**Task directions**
Copy out the feature engineering post in full, word for word.

**Text shown**
##############################
May 26, 2019 - 16 MIN READ

Feature Engineering, But Make It Microstructure: Liquidity Created/Removed

If the order book is the battlefield, features are the sensors. This month I stop hand-waving and teach my pipeline to measure liquidity being added and removed - in a way I can deploy live.

Axel Domingues

In January I convinced myself that order books are the battlefield.

In February I started translating microstructure into the question that actually matters for ML:

What will the model see?

In March I built a collector that could survive websockets, reconnects, and clock drift.

In April I learned the uncomfortable truth: datasets are not neutral. The schema, missingness rules, and integrity checks decide what your model is allowed to learn.

Now it is May, and it is time to do the thing everyone hand-waves:

feature engineering - but with microstructure discipline.

Not "RSI" and "MACD". Not vibes.

I want signals that match the mechanics: liquidity being created and removed, because that is what every participant is doing, every second.

This series is research + engineering documentation, not financial advice. I am building systems, measuring behavior, and learning where assumptions break - not recommending trades.

The core feature this month

Liquidity created/removed: net depth change at best bid/ask + near levels, aggregated over time windows.

The key mindset shift

Features are sensors, not indicators. If I cannot explain what market action produces a feature, I do not trust it.

The anti-leakage rule

Every feature must be computable from past + present messages only. No future bars, no "oops I used the close".

Repo focus

Feature computation lives in SnapshotManager (collector + live bot):

Collector/SnapshotManager.py
Chappie/SnapshotManager.py

The microstructure view of signal

At the order-book level, signal is not mystical.

It is mostly three things:

Liquidity gets posted (limit orders appear)
##############################
(Location labeling records)
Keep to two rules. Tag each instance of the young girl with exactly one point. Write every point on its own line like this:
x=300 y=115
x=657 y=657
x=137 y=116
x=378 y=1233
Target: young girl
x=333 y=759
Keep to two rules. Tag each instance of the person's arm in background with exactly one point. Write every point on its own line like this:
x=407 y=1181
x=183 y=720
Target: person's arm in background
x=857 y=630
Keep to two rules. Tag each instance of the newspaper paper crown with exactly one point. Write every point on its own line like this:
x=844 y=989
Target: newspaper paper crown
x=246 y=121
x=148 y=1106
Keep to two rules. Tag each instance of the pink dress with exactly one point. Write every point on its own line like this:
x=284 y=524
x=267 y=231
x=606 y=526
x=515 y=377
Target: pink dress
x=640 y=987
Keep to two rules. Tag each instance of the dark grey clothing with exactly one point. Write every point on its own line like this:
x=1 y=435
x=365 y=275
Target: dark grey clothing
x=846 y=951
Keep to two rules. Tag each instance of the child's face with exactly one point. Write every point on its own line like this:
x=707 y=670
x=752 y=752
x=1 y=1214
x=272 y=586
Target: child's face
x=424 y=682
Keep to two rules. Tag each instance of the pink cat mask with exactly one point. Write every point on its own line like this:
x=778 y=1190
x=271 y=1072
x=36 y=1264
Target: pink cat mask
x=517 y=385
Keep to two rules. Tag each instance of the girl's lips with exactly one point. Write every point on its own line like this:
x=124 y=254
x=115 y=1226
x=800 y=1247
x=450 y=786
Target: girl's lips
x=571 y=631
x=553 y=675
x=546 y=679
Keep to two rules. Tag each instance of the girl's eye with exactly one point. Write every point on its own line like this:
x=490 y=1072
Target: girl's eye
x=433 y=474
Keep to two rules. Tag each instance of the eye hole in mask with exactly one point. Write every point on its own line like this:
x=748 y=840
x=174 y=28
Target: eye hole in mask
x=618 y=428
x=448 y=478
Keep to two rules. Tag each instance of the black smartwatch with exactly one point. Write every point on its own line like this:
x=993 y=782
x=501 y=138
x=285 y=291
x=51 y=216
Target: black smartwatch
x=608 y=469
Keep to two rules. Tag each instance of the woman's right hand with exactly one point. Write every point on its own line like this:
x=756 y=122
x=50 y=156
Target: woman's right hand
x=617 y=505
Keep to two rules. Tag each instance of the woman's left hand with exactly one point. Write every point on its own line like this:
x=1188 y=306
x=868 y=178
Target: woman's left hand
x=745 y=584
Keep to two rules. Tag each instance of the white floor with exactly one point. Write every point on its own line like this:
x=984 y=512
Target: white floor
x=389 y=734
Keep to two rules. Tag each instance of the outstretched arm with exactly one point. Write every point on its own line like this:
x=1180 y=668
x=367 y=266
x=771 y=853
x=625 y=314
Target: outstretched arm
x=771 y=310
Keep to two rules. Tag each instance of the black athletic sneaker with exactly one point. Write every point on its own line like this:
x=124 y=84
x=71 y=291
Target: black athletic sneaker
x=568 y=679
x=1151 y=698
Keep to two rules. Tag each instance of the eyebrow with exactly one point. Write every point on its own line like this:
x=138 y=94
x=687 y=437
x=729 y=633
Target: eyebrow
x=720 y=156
##############################
**The reply**
May 26, 2019 - 16 MIN READ

Feature Engineering, But Make It Microstructure: Liquidity Created/Removed

If the order book is the battlefield, features are the sensors. This month I stop hand-waving and teach my pipeline to measure liquidity being added and removed - in a way I can deploy live.

Axel Domingues

In January I convinced myself that order books are the battlefield.

In February I started translating microstructure into the question that actually matters for ML:

What will the model see?

In March I built a collector that could survive websockets, reconnects, and clock drift.

In April I learned the uncomfortable truth: datasets are not neutral. The schema, missingness rules, and integrity checks decide what your model is allowed to learn.

Now it is May, and it is time to do the thing everyone hand-waves:

feature engineering - but with microstructure discipline.

Not "RSI" and "MACD". Not vibes.

I want signals that match the mechanics: liquidity being created and removed, because that is what every participant is doing, every second.

This series is research + engineering documentation, not financial advice. I am building systems, measuring behavior, and learning where assumptions break - not recommending trades.

The core feature this month

Liquidity created/removed: net depth change at best bid/ask + near levels, aggregated over time windows.

The key mindset shift

Features are sensors, not indicators. If I cannot explain what market action produces a feature, I do not trust it.

The anti-leakage rule

Every feature must be computable from past + present messages only. No future bars, no "oops I used the close".

Repo focus

Feature computation lives in SnapshotManager (collector + live bot):

Collector/SnapshotManager.py
Chappie/SnapshotManager.py

The microstructure view of signal

At the order-book level, signal is not mystical.

It is mostly three things:

Liquidity gets posted (limit orders appear)